To do:
(1) Reproduce word for word the portion of the Social Security passage starting with "Those fixes sufficed" and going on through "of promised benefits.".
(2) Translate this sentence from the Social Security passage into Spanish: "Poverty among elderly Americans was endemic before the program was created in 1935."
(3) According to the Social Security passage, in what year is the trust fund projected to be exhausted?
Start of Extract provided
Ponzi schemes pay investors with money from subsequent participants. Once new people stop handing over their money, such schemes collapse. To critics of Social Security, such as Perry, the program’s use of payroll tax revenue from today’s workers to pay benefits for those who preceded them in the workforce smacks of such an arrangement.
“He’s basically correct on the structure of it,” said Michael Tanner, an analyst at the Washington, D.C.-based Cato Institute. “The government can just make people pay more taxes. But the basic idea of transferring money from one generation of individuals to the next is the same.”
Zuckoff says there’s a big difference between tricking innocents into making doomed investments and a social insurance program that has benefitted millions of Americans. In December 2010, 54 million Americans received either retirement or disability payments under the Social Security program.
Poverty among elderly Americans was endemic before the program was created in 1935. The first benefit checks weren’t issued until 1940, and as late as 1959 more than 35 percent of the elderly were living below the poverty line, according to the Social Security Administration. In 2009, the most recent Census Bureau data available shows, the figure was 8.9 percent.
In 1983, Congress enacted the recommendations of a bipartisan commission aimed at solidifying the program’s finances. Earnings of high-income Social Security recipients were taxed and the age at which full benefits were received was slowly increased to 67 for those born after 1959.
Those fixes sufficed until now. Last year, for the first time since 1983, Social Security spent more than it collected in revenues. A $49 billion deficit was covered with withdrawals from the program’s so-called “trust fund,” an accounting mechanism that tracks revenues from a dedicated payroll tax.
The Social Security and Medicare Trustees project a deficit this year of $46 billion and continuing annual shortfalls until the $2.5 trillion fund is exhausted in 2036. Beyond that point, the program is expected to have sufficient funds from continuing infusions of payroll taxes to pay about 75 percent of promised benefits.
End of Extract provided
Start of Given data
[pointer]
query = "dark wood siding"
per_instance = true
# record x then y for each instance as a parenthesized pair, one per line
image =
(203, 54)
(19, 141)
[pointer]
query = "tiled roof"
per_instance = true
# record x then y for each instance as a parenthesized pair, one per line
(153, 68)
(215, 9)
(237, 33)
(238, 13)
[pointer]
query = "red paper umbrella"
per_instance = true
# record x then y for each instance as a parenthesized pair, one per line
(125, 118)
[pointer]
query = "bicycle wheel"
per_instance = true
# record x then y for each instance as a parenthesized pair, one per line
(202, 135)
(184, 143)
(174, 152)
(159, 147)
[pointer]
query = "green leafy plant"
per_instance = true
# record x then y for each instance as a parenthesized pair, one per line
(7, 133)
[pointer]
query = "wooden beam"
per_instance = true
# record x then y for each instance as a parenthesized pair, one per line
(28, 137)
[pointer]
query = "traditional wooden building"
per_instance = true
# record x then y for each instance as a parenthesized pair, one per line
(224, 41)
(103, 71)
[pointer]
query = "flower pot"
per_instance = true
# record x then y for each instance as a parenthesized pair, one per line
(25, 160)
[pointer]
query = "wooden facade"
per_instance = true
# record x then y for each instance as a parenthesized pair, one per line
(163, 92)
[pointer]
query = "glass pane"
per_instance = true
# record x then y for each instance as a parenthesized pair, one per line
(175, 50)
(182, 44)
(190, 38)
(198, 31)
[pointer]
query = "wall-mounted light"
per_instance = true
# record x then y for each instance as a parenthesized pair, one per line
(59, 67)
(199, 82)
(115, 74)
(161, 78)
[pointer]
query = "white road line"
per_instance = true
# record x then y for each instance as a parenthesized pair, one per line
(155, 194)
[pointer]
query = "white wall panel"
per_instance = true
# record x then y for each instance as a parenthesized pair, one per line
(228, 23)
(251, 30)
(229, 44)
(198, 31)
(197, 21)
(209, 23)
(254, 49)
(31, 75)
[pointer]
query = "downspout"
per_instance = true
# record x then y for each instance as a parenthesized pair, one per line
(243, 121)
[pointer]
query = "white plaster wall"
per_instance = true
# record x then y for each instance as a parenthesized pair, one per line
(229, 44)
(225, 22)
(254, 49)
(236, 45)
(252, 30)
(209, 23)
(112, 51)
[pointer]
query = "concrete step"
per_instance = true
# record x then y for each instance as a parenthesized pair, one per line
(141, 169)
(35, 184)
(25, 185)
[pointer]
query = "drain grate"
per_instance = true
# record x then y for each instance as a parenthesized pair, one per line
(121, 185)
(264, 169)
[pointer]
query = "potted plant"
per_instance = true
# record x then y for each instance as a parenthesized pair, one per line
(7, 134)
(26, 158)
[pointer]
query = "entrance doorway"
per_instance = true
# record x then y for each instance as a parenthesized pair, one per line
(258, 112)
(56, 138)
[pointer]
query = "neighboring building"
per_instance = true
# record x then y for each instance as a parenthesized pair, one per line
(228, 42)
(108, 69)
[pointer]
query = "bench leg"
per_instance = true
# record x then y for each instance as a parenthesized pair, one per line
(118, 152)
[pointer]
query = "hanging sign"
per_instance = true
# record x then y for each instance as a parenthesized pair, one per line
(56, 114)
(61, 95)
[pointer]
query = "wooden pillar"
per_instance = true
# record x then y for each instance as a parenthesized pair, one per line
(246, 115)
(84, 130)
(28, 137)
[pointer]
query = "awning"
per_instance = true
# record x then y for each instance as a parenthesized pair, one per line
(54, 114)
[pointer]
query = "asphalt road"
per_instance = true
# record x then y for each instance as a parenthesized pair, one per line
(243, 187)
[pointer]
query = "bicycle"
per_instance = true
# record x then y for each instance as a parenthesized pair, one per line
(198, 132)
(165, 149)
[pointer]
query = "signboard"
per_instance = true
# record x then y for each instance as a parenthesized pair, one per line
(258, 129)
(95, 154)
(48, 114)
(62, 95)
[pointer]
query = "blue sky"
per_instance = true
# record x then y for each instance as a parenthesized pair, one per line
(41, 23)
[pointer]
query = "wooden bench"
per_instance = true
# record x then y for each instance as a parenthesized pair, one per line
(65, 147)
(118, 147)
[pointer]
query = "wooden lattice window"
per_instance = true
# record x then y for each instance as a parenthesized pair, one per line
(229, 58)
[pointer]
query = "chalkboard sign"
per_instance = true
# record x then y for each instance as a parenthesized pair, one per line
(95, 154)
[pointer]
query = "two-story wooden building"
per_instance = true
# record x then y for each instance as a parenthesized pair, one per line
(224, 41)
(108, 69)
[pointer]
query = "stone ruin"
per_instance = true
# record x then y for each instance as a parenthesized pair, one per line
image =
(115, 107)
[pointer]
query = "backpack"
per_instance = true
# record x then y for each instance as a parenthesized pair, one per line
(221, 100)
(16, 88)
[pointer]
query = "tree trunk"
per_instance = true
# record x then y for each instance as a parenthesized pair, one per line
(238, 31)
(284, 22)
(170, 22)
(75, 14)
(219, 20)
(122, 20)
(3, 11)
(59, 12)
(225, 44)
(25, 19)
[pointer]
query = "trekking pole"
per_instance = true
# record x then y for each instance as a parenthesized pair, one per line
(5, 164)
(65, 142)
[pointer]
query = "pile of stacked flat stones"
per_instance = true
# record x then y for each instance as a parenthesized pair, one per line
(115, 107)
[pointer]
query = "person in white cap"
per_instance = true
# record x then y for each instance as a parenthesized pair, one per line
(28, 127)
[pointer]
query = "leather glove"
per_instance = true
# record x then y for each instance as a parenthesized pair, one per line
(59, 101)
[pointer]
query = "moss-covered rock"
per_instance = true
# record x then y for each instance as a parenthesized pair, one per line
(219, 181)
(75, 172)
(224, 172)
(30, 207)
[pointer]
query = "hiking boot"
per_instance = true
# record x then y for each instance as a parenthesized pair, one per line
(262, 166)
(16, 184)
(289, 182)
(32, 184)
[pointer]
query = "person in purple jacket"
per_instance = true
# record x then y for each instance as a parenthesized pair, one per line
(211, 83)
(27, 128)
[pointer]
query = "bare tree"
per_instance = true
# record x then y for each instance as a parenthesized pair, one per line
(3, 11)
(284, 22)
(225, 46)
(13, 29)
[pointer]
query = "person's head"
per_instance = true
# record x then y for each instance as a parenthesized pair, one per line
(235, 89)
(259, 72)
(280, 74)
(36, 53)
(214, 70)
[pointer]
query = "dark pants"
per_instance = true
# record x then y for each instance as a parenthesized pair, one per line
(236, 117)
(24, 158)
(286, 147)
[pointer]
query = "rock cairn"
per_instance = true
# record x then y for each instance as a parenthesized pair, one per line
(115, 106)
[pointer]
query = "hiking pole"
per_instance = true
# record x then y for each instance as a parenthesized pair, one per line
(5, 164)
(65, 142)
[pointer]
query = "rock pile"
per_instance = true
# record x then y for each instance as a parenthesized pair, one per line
End of Given data
Response list:
(1)
Those fixes sufficed until now. Last year, for the first time since 1983, Social Security spent more than it collected in revenues. A $49 billion deficit was covered with withdrawals from the program’s so-called “trust fund,” an accounting mechanism that tracks revenues from a dedicated payroll tax.
The Social Security and Medicare Trustees project a deficit this year of $46 billion and continuing annual shortfalls until the $2.5 trillion fund is exhausted in 2036. Beyond that point, the program is expected to have sufficient funds from continuing infusions of payroll taxes to pay about 75 percent of promised benefits.

(2) La pobreza entre los estadounidenses de edad avanzada era endémica antes de que se creara el programa en 1935.

(3) 2036